**Source data**
▬▬▬

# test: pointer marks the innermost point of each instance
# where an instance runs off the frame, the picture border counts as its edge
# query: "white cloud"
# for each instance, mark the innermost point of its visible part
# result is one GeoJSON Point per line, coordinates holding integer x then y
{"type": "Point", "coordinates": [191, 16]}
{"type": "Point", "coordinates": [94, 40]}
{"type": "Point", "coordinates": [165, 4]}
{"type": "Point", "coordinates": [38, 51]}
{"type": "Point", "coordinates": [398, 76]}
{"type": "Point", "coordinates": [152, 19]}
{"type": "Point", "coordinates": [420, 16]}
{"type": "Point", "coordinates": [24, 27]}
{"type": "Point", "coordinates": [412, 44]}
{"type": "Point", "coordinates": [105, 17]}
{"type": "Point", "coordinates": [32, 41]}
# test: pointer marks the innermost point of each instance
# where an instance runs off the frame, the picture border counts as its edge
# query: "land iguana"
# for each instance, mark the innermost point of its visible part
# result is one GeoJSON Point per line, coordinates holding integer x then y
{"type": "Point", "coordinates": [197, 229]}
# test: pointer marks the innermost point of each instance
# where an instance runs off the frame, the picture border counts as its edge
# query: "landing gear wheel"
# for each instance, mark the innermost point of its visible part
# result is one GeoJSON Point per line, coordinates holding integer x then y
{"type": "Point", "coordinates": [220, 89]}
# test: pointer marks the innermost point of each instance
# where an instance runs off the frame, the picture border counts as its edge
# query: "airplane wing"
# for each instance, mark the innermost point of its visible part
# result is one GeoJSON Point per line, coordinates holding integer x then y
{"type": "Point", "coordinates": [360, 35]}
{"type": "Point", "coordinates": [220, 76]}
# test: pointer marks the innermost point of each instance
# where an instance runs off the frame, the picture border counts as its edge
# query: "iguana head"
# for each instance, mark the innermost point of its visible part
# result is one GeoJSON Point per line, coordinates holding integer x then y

▬▬▬

**Exercise prompt**
Copy the material above in full, replacing every occurrence of "instance" with "object" and changing nothing else.

**Task result**
# test: pointer marks the innermost point of each object
# where an object runs off the frame, the picture border counts as its edge
# query: "white cloud"
# for each object, mark the innermost point of its visible part
# result is one GeoJSON Point per line, coordinates holding integer x then y
{"type": "Point", "coordinates": [191, 16]}
{"type": "Point", "coordinates": [94, 40]}
{"type": "Point", "coordinates": [165, 4]}
{"type": "Point", "coordinates": [38, 51]}
{"type": "Point", "coordinates": [398, 76]}
{"type": "Point", "coordinates": [152, 19]}
{"type": "Point", "coordinates": [420, 16]}
{"type": "Point", "coordinates": [24, 27]}
{"type": "Point", "coordinates": [412, 44]}
{"type": "Point", "coordinates": [105, 17]}
{"type": "Point", "coordinates": [32, 41]}
# test: pointer marks the innermost point of each object
# where an object runs off the frame, the picture border counts as its edge
# query: "land iguana"
# for each object, mark the innermost point of its visible part
# result is one GeoJSON Point per line, coordinates holding integer x then y
{"type": "Point", "coordinates": [197, 229]}
# test: pointer marks the innermost point of each object
# where an object runs off the frame, the picture border counts as its edge
# query: "landing gear wheel"
# for each object, mark the innermost point of its visible part
# result is one GeoJSON Point per line, coordinates holding integer x then y
{"type": "Point", "coordinates": [220, 89]}
# test: pointer marks the innermost point of each object
# where an object runs off the frame, the picture border counts as its edge
# query: "airplane wing"
# for each object, mark the innermost point of its visible part
# result is one GeoJSON Point per line, coordinates holding integer x then y
{"type": "Point", "coordinates": [360, 35]}
{"type": "Point", "coordinates": [220, 76]}
# test: pointer marks the innermost point of each object
# where an object runs off the frame, the picture border counts as its edge
# query: "iguana head"
# for each object, mark the innermost point of its visible part
# result is one GeoJSON Point per line, coordinates holding integer x then y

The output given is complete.